WHAT YOU SHOULD DO>
Write the material out again exactly.

>>>

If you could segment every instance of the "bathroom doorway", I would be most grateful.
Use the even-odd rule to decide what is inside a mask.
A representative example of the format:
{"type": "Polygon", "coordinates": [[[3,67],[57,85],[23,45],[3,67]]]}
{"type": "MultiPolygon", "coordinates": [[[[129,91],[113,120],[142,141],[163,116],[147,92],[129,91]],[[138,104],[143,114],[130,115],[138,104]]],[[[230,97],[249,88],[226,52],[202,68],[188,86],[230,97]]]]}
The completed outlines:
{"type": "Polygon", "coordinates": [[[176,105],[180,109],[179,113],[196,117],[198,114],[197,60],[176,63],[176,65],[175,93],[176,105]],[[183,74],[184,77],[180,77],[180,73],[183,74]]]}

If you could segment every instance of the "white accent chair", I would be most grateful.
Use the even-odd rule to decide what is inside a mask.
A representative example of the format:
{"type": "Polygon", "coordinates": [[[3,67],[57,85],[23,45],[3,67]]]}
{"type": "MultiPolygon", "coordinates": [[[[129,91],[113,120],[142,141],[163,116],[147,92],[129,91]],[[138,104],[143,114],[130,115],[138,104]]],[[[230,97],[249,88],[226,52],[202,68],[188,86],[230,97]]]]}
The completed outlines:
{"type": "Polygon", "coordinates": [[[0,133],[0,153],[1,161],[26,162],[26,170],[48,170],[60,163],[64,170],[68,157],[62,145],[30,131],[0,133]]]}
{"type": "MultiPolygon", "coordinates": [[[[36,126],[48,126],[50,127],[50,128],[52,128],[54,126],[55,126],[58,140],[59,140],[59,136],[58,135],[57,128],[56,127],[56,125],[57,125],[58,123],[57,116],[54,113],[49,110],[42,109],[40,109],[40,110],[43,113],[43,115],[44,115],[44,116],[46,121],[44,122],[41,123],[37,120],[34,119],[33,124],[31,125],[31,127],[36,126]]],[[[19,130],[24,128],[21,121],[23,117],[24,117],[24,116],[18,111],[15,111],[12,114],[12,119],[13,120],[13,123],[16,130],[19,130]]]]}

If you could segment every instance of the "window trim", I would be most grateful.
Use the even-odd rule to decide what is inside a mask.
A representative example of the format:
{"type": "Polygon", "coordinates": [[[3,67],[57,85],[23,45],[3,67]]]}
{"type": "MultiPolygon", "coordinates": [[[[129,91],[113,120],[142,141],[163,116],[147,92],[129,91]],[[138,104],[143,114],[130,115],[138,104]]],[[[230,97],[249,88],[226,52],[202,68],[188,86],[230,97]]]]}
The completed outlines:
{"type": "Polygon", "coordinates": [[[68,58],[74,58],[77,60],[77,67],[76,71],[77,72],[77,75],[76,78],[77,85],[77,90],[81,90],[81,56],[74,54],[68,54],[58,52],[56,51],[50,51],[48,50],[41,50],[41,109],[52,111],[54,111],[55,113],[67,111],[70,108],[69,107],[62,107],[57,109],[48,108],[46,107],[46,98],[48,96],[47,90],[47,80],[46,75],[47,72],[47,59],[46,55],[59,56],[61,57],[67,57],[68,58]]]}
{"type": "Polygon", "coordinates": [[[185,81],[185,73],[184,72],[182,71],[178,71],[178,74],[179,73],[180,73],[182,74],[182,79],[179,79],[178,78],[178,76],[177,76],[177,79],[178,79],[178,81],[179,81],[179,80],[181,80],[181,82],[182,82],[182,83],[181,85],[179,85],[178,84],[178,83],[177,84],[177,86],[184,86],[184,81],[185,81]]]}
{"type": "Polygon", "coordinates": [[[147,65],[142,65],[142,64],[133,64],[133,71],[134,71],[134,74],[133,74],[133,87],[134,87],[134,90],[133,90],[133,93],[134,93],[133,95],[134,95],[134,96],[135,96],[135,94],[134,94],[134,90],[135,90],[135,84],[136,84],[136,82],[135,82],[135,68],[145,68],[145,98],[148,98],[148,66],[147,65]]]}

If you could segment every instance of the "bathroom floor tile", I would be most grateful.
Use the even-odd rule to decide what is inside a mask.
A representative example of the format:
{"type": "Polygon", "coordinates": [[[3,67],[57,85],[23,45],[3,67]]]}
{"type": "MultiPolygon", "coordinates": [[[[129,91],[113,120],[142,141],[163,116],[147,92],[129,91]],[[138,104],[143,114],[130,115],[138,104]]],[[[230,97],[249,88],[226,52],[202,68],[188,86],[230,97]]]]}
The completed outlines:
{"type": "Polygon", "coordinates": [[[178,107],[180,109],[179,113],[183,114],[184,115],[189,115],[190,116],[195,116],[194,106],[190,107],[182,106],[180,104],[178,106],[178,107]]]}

<<<

SOLUTION FOR THIS TASK>
If you could segment every instance of the "bathroom doorway", I would be most grateful.
Use the even-odd rule to decide what is inside a mask.
A representative example of the format:
{"type": "Polygon", "coordinates": [[[3,67],[57,85],[23,45],[3,67]]]}
{"type": "MultiPolygon", "coordinates": [[[[129,91],[113,120],[142,141],[163,116],[147,92],[129,91]],[[138,104],[143,114],[130,115],[138,104]]],[[[230,97],[249,88],[226,52],[202,68],[188,86],[230,97]]]]}
The completed outlines:
{"type": "Polygon", "coordinates": [[[176,105],[180,109],[179,113],[196,117],[198,114],[197,60],[176,63],[176,65],[175,93],[176,105]],[[183,74],[184,77],[180,77],[180,73],[183,74]]]}

If you could segment every instance of the "white accent chair", I would be most grateful.
Use the even-odd rule to decide what is inside a mask.
A representative example of the format:
{"type": "Polygon", "coordinates": [[[3,67],[57,85],[23,45],[3,67]]]}
{"type": "MultiPolygon", "coordinates": [[[[129,91],[113,120],[142,141],[163,116],[147,92],[129,91]],[[138,104],[143,114],[130,115],[138,104]]],[[[230,97],[249,88],[226,52],[202,68],[188,86],[230,97]]]]}
The completed outlines:
{"type": "Polygon", "coordinates": [[[0,133],[0,153],[1,161],[26,162],[26,170],[48,170],[60,163],[64,170],[68,157],[62,145],[30,131],[0,133]]]}
{"type": "MultiPolygon", "coordinates": [[[[36,126],[48,126],[50,127],[50,128],[52,128],[54,126],[55,126],[58,140],[59,140],[59,136],[58,135],[57,128],[56,127],[56,125],[57,125],[58,123],[57,116],[54,113],[49,110],[42,109],[40,109],[40,110],[43,113],[43,115],[44,115],[44,116],[46,121],[44,122],[41,123],[37,120],[34,119],[33,124],[31,125],[31,127],[36,126]]],[[[19,130],[24,128],[21,121],[23,117],[24,117],[24,116],[18,111],[15,111],[12,114],[12,119],[13,120],[13,123],[16,130],[19,130]]]]}

If you could segment every instance of the "window trim", I would be most grateful.
Use the even-odd rule to decide what is inside a mask.
A representative example of the format:
{"type": "Polygon", "coordinates": [[[3,67],[57,85],[23,45],[3,67]]]}
{"type": "MultiPolygon", "coordinates": [[[[129,91],[113,120],[142,141],[163,116],[147,92],[129,91]],[[138,104],[143,114],[130,115],[138,104]]],[[[230,97],[249,88],[226,52],[202,68],[188,86],[230,97]]]]}
The completed outlines:
{"type": "Polygon", "coordinates": [[[68,58],[74,58],[77,60],[77,67],[76,71],[77,72],[77,75],[76,78],[77,85],[77,90],[81,90],[81,56],[74,54],[68,54],[58,52],[56,51],[50,51],[48,50],[41,50],[41,109],[52,111],[54,111],[55,113],[67,111],[70,108],[69,107],[62,107],[57,109],[48,108],[46,107],[46,98],[48,96],[47,90],[47,80],[46,75],[47,72],[47,59],[46,55],[59,56],[61,57],[67,57],[68,58]]]}
{"type": "Polygon", "coordinates": [[[185,81],[185,73],[184,72],[182,71],[178,71],[178,74],[179,73],[180,73],[182,74],[182,79],[179,79],[178,78],[178,76],[177,76],[177,79],[178,79],[178,81],[179,81],[179,80],[181,80],[181,82],[182,82],[182,83],[181,85],[179,85],[178,84],[178,83],[177,84],[177,86],[184,86],[184,81],[185,81]]]}
{"type": "Polygon", "coordinates": [[[147,65],[142,65],[142,64],[133,64],[133,71],[134,71],[134,74],[133,74],[133,87],[134,87],[134,90],[133,90],[133,93],[134,93],[133,95],[134,95],[134,96],[135,96],[135,94],[134,94],[134,90],[135,90],[135,84],[136,84],[136,82],[135,82],[135,68],[145,68],[145,98],[148,98],[148,66],[147,65]]]}

If you could segment every instance of the "bathroom floor tile", I would be most grateful.
Use the even-odd rule to decide what is inside a mask.
A representative example of the format:
{"type": "Polygon", "coordinates": [[[3,67],[57,85],[23,45],[3,67]]]}
{"type": "MultiPolygon", "coordinates": [[[[129,91],[113,120],[142,141],[163,116],[147,92],[129,91]],[[138,104],[143,114],[130,115],[138,104]]],[[[230,97],[249,88],[226,52],[202,68],[188,86],[230,97]]]]}
The completed outlines:
{"type": "Polygon", "coordinates": [[[178,107],[180,109],[179,113],[183,114],[184,115],[189,115],[190,116],[195,116],[194,106],[190,107],[182,106],[180,104],[178,106],[178,107]]]}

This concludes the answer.